===== Passage provided =====

I’ve got a folder action script for automating Acrobat OCR put together from a variety of sources including:
Applescript code posted by Joe Kissell in MacWorld (http://www.macworld.com/article/60229/2007/10/nov07geekfactor.html)
Document Snap (http://www.documentsnap.com/acrobat-applescript-for-scansnap-ocr/)
and other places (can’t find the references right at the moment).
The problem I’m having is that if I add a PDF that has “renderable” text in it, Acrobat displays a dialog to indicate that OCR couldn’t be done as the page (and document) contains renderable text.
The problem is that this dialog (see http://gallery.me.com/jduke#100028/Picture%203&bgcolor=black ) has no title, so I’m not sure how I can setup some error trapping to intercept the dialog, log the issue, then continue to process the next file in queue. Can I “read” the text in the dialog? And I’d like to be able to check the checkbox to not display the error again in the document (that way I need to check for the error only once). Then, I can just close the file (without saving), log the error, and move on.
Any help from those assembled here would be greatly appreciated.
Thanks.
Cheers,
Jon
Here’s my current code:
on adding folder items to this_folder after receiving these_items
--delay 240
(* Finder Label Colors No color = 0 Orange = 1 Red = 2 Yellow = 3 Blue = 4 Purple = 5 Green = 6 Gray = 7 *)
repeat with i from 1 to number of items in these_items
set this_item to item i of these_items
set the item_info to info for this_item
set the item_size to size of (info for this_item)

=====

[Requirement]: Carry on the forum post about automating Acrobat OCR with a folder action script, starting right after its last line of code.

===== The data =====

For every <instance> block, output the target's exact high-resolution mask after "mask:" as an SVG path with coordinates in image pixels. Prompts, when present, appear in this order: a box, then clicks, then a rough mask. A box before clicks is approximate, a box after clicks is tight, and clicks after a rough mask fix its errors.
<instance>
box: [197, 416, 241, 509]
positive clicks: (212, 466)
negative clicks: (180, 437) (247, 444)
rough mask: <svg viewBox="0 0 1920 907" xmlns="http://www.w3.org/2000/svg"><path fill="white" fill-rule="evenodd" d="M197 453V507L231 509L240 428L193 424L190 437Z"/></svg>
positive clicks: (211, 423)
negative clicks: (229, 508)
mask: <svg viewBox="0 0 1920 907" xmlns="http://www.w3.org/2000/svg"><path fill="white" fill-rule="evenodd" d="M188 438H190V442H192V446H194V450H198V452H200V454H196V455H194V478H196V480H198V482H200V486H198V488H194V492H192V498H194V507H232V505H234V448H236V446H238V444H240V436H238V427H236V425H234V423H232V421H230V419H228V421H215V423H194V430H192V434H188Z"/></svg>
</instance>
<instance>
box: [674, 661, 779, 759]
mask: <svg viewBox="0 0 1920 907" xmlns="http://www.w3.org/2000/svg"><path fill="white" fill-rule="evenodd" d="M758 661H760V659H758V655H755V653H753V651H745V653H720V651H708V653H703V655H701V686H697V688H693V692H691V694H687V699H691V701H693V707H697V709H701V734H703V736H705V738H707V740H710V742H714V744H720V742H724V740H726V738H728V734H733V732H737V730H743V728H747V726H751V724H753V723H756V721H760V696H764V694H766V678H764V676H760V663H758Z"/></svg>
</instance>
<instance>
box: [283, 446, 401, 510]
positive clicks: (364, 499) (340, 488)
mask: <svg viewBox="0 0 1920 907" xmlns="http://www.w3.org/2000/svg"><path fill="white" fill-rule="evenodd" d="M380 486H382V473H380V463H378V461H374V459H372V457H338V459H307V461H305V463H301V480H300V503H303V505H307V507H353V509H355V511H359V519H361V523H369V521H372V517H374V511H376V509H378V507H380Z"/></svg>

=====

[Expected answer]:
-- set delay_time to ((item_size / 1024 / 30) as integer)
set file_type to name extension of (info for this_item)
if file_type is equal to "pdf" then
tell application "Finder"
activate
set label index of this_item to 2
end tell
try
tell application "Adobe Acrobat Pro"
activate
open this_item
end tell
tell application "System Events"
tell application process "AdobeAcrobat"
click the menu item "Recognize Text Using OCR..." of menu 1 of menu item "OCR Text Recognition" of the menu "Document" of menu bar 1
try
click radio button "All pages" of group 1 of group 2 of group 1 of window "Recognize Text"
end try
click button "OK" of window "Recognize Text"
end tell
--Need to insert renderable text error handler here(?)
end tell
with timeout of 600 seconds
tell application "Adobe Acrobat Pro"
save the front document with linearize
close the front document
end tell
end timeout
tell application "Finder"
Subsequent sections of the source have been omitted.